** START OF Dataset entries **

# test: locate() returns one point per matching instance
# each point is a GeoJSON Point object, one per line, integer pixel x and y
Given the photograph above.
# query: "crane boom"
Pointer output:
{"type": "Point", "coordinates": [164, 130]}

** END OF Dataset entries **

Written problem:
Print the data above again, line for line, changing nothing.

Task answer:
# test: locate() returns one point per matching instance
# each point is a GeoJSON Point object, one per line, integer pixel x and y
Given the photograph above.
# query: "crane boom"
Pointer output:
{"type": "Point", "coordinates": [164, 130]}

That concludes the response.